Top of INPUT FOR THIS TASK
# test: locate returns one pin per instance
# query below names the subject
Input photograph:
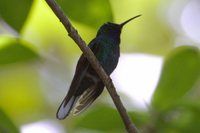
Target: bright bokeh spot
(137, 76)
(190, 20)
(45, 126)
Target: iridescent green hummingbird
(86, 85)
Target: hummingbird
(86, 85)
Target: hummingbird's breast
(108, 55)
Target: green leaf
(15, 12)
(93, 13)
(14, 50)
(101, 118)
(6, 124)
(180, 72)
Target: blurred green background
(37, 62)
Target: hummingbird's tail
(66, 107)
(79, 103)
(88, 97)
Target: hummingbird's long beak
(122, 24)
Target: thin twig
(130, 127)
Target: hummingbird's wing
(88, 94)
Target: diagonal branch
(130, 127)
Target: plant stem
(72, 32)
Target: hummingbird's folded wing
(71, 99)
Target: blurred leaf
(180, 73)
(15, 12)
(14, 50)
(102, 118)
(6, 124)
(93, 13)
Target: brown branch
(130, 127)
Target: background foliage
(37, 61)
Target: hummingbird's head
(113, 30)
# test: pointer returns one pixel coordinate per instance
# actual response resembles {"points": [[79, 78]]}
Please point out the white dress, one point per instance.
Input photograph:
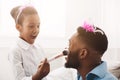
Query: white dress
{"points": [[25, 59]]}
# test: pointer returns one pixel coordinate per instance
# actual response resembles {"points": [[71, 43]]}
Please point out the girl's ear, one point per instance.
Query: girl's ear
{"points": [[83, 53], [18, 27]]}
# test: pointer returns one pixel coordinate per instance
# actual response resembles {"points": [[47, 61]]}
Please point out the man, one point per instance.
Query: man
{"points": [[86, 47]]}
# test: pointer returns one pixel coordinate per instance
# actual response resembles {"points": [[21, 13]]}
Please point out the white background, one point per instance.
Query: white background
{"points": [[59, 20]]}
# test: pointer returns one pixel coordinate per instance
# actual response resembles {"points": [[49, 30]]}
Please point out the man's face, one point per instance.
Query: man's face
{"points": [[73, 61]]}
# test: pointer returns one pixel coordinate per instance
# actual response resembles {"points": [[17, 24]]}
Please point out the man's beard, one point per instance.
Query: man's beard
{"points": [[73, 60]]}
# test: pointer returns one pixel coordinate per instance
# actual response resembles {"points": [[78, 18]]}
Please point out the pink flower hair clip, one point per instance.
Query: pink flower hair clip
{"points": [[21, 9], [91, 28], [88, 27]]}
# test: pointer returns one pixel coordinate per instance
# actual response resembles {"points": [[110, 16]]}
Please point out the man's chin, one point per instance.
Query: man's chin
{"points": [[70, 66]]}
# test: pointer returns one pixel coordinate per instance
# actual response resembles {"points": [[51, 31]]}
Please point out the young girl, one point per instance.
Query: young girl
{"points": [[26, 56]]}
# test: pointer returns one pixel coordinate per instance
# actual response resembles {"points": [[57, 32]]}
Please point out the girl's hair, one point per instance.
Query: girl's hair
{"points": [[96, 39], [18, 13]]}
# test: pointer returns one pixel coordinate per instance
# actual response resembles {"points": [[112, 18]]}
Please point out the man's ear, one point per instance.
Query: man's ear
{"points": [[18, 27], [83, 53]]}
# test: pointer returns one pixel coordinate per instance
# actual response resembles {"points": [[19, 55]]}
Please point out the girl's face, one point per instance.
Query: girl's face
{"points": [[30, 28]]}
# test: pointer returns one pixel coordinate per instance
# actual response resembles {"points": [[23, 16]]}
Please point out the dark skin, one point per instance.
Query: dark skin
{"points": [[87, 58], [43, 70]]}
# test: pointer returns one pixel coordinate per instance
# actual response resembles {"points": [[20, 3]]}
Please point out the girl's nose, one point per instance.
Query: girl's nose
{"points": [[36, 31]]}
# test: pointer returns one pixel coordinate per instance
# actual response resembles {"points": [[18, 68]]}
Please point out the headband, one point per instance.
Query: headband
{"points": [[21, 8]]}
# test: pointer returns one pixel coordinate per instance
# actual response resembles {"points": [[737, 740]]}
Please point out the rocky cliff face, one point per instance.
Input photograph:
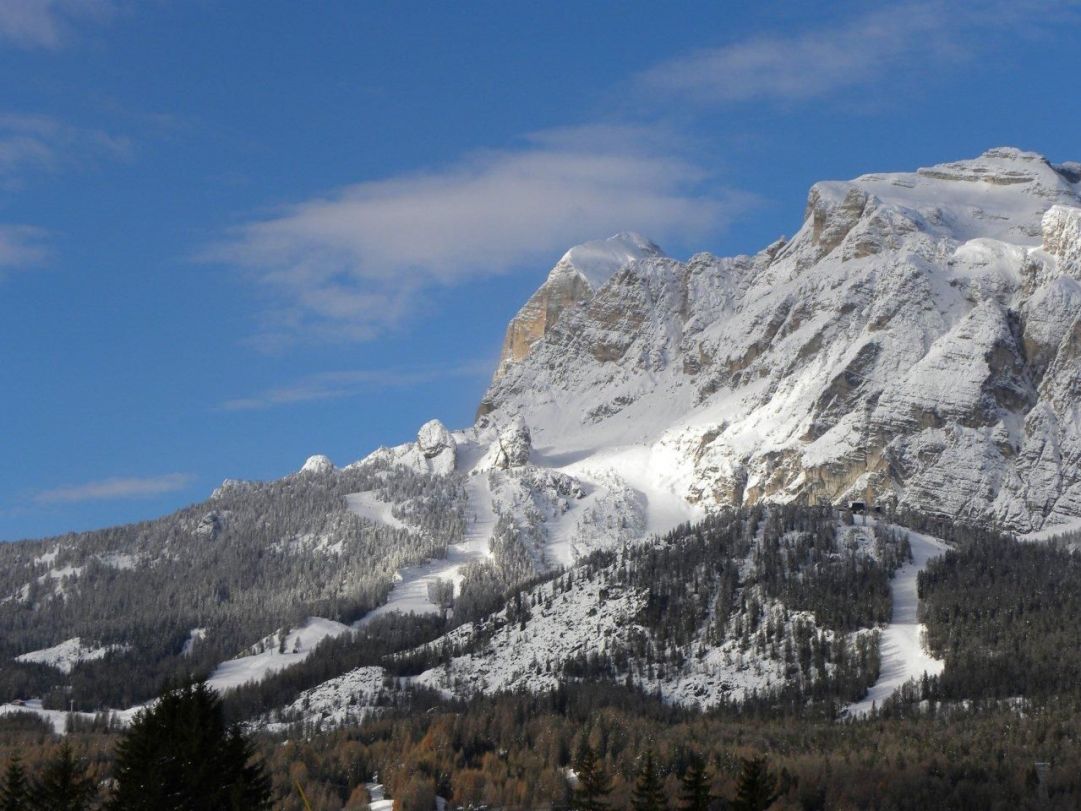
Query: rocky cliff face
{"points": [[917, 342], [575, 278]]}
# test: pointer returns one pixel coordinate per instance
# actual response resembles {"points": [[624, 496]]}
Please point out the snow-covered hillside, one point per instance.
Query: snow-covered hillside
{"points": [[916, 342]]}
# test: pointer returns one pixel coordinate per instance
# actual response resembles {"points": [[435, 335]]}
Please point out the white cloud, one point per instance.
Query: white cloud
{"points": [[49, 24], [336, 385], [116, 488], [355, 262], [41, 143], [889, 42], [21, 246]]}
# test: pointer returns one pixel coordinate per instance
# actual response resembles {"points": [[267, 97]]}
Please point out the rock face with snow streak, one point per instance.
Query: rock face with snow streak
{"points": [[917, 342], [578, 274], [512, 446], [437, 446], [318, 465]]}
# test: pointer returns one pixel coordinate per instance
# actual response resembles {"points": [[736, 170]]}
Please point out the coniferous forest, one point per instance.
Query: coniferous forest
{"points": [[1003, 615]]}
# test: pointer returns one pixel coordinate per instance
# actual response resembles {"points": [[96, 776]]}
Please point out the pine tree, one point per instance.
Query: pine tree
{"points": [[694, 786], [64, 785], [182, 755], [758, 787], [649, 793], [14, 792], [594, 785]]}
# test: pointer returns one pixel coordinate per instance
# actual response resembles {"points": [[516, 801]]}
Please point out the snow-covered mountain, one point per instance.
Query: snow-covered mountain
{"points": [[917, 342]]}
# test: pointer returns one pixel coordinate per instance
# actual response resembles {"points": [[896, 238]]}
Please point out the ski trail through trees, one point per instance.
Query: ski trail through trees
{"points": [[410, 594], [901, 645]]}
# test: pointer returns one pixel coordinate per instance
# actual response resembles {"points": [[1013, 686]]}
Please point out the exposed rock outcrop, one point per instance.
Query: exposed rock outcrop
{"points": [[918, 342]]}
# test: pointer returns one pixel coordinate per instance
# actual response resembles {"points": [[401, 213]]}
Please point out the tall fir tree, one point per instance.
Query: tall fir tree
{"points": [[757, 788], [64, 784], [15, 790], [594, 785], [181, 755], [649, 793], [694, 786]]}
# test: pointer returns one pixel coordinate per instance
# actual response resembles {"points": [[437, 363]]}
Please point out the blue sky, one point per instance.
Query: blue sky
{"points": [[237, 234]]}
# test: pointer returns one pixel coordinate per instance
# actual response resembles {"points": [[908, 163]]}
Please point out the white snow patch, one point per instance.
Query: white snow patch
{"points": [[58, 717], [368, 506], [902, 648], [265, 657], [410, 594], [67, 654], [196, 635]]}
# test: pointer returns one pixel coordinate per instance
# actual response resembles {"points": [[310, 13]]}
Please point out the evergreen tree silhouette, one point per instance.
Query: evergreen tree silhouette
{"points": [[594, 785], [649, 793], [15, 790], [758, 787], [181, 755], [694, 786], [64, 784]]}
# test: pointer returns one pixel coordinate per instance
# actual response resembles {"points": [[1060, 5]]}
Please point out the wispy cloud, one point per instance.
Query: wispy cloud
{"points": [[49, 24], [337, 385], [41, 143], [21, 246], [890, 41], [115, 488], [350, 264]]}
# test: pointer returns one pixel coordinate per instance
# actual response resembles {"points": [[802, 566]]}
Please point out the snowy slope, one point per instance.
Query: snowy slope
{"points": [[67, 654], [913, 343], [902, 646], [270, 655]]}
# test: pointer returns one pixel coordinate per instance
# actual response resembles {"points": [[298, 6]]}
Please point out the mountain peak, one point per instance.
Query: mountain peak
{"points": [[575, 278], [599, 258]]}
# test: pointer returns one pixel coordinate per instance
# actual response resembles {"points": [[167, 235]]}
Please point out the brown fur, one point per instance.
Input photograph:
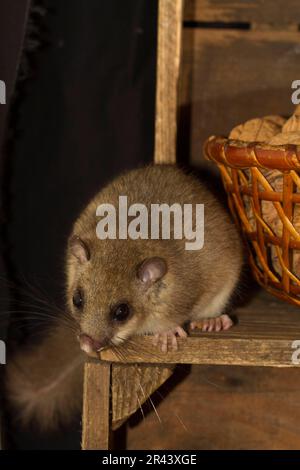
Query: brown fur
{"points": [[44, 383], [193, 279]]}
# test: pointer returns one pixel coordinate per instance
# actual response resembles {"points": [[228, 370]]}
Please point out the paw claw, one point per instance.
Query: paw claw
{"points": [[223, 322]]}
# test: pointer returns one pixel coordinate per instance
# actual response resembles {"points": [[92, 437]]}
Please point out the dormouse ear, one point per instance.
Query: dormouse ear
{"points": [[79, 249], [152, 269]]}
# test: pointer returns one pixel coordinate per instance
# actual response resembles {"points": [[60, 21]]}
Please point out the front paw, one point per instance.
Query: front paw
{"points": [[167, 340]]}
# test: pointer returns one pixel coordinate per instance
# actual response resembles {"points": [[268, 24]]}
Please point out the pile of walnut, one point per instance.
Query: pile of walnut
{"points": [[273, 130]]}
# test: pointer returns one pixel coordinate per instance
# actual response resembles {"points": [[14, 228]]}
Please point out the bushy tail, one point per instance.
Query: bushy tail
{"points": [[44, 382]]}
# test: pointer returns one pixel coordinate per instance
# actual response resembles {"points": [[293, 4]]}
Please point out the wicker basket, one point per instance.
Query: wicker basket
{"points": [[245, 168]]}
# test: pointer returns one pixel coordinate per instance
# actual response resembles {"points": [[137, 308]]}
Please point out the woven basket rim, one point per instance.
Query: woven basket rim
{"points": [[241, 154]]}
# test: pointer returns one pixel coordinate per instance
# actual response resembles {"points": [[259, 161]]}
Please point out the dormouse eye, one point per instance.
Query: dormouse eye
{"points": [[121, 312], [78, 299]]}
Bottom of INPUT FOR THIS TASK
The line above containing "Query: brown fur", the line containing "Please point out the dormouse eye, one", and every line between them are to be transcribed exactly; no other line is wanted.

ANSWER TO THIS TASK
Query: brown fur
{"points": [[44, 383], [193, 279]]}
# test: pointer returns one pixel coordinate per instance
# actual response resembles {"points": [[228, 370]]}
Please point out the paw claw, one point per instance.
Query: paw claw
{"points": [[223, 322]]}
# test: pointer returns one pixel coordinate per instance
# actual response resembles {"points": [[92, 437]]}
Please point out the dormouse ear, one point per instance.
Query: dormouse ear
{"points": [[79, 249], [152, 269]]}
# test: pointer returns one pixel coordinate per instance
# actual response resembles {"points": [[60, 21]]}
Please point out the front paw, one point per instance.
Query: front paw
{"points": [[167, 340]]}
# test: pointer returns one pixel coordinate per instance
# actual response resembles {"points": [[268, 24]]}
Please point out the pile of walnut, one point per instance.
Query: pile of walnut
{"points": [[273, 130]]}
# test: pointer returns one pixel coordinate per instance
# actual response resembles {"points": [[14, 228]]}
Please point out the bushy tail, one point per instance.
Query: bushy tail
{"points": [[44, 382]]}
# test: pointer returns one pixel coordinate per instance
# actual response resembles {"points": [[293, 4]]}
Please point out the wicker basket, one point per instance.
Query: wicker basket
{"points": [[245, 168]]}
# test: pointer returns one pixel coordinate per instance
# actual response resembles {"points": [[137, 308]]}
Please point out the woven basket rim, one point per instance.
Query: woven basket rim
{"points": [[241, 154]]}
# test: pointer returns one pixel coordinate per instance
# actual response resembles {"points": [[259, 161]]}
Please point out the dormouse eye, one point per instance.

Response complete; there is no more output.